• _Task directions_
Reproduce every one of the entries below word for word, keeping each line as it stands.

• _Data extract_
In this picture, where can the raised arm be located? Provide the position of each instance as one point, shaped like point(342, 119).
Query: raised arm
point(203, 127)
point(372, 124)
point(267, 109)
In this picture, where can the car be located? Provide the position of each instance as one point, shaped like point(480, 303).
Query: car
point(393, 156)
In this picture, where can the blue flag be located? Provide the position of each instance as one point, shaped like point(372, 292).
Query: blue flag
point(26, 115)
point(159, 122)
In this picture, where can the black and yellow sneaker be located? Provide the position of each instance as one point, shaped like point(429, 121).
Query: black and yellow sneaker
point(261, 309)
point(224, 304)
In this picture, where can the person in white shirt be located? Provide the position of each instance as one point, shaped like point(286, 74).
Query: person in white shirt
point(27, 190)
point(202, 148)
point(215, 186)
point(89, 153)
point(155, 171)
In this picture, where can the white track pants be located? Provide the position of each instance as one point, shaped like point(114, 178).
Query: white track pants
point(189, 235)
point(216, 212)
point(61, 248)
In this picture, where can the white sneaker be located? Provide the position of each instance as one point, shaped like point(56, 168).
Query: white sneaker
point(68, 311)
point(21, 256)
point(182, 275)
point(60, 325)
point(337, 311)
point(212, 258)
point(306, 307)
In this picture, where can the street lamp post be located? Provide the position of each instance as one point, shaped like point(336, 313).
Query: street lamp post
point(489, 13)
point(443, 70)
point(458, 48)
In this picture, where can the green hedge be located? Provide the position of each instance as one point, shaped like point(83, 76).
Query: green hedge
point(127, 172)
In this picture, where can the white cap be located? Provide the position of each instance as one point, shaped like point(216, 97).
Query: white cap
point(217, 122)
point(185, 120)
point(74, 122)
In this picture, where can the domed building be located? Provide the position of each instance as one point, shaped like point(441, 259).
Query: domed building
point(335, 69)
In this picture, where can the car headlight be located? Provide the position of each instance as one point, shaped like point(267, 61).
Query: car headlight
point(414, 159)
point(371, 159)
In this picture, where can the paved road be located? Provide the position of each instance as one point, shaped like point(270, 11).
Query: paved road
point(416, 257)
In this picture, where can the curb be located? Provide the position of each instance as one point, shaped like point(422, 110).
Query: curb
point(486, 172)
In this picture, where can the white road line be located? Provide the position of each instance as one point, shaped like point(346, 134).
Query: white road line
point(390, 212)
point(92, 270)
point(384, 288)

• _Answer_
In this picture, where can the raised arm be located? Provide the position of each instance as one point, shaped like point(342, 119).
Query: raised arm
point(203, 127)
point(372, 124)
point(267, 109)
In this picture, where can the car be located? Provide the position of each instance as one point, shaped like point(480, 303).
Query: car
point(393, 156)
In this picture, where can the blue flag be located? Provide the position of each instance as one point, shaped like point(372, 292).
Query: blue flag
point(26, 115)
point(159, 122)
In this picture, where can the black and yellow sneaker be located? Provide the position of each instance as one point, shaped like point(429, 121).
Query: black and yellow sneaker
point(261, 309)
point(224, 304)
In this picture, where can the person in white shirt be located? Provide the position of each instance as one point, shaped like point(286, 74).
Query: person in white shirt
point(27, 190)
point(202, 148)
point(215, 186)
point(89, 153)
point(155, 171)
In this picture, where can the white track pants be located? Provide the position of each instance as one point, shaped like point(114, 178).
Query: white track pants
point(189, 235)
point(216, 212)
point(61, 248)
In this picture, where can the white sneaker be located? Provide the position of each instance as one point, shaped like point(56, 168).
Query: white sneaker
point(68, 311)
point(21, 256)
point(182, 275)
point(60, 325)
point(337, 311)
point(212, 258)
point(306, 307)
In this picture, where can the street lamp post be located? Provide the position of each instance as one point, shaped like point(336, 313).
Query: street lamp post
point(489, 13)
point(443, 70)
point(458, 48)
In this picture, where can the green hedge be located? Provide the position of each instance as one point, shaped like point(83, 76).
Query: green hedge
point(127, 172)
In this picture, where can the white cap be located? Provide the position of each instance as one point, shaped like point(216, 97).
Query: white cap
point(217, 122)
point(185, 120)
point(74, 122)
In this picture, where can the domed building be located? Provide the position of each instance as one point, shaped like point(441, 259).
Query: domed building
point(335, 69)
In this picture, where can the car headlight be located? Provide the position of each instance as one point, shaped like point(267, 61).
Query: car headlight
point(414, 159)
point(371, 159)
In this picture, where can the paved road be located? Provide the position of each instance as one point, shaped like point(270, 11).
Query: paved road
point(416, 257)
In this picture, where can the curb be located? Provide the position of each instance as one point, shaped like point(422, 110).
Query: curb
point(486, 172)
In this picture, where can the white road line be located? Provide the position of each instance as one point, shaped like point(346, 134).
Query: white road line
point(390, 212)
point(92, 270)
point(384, 288)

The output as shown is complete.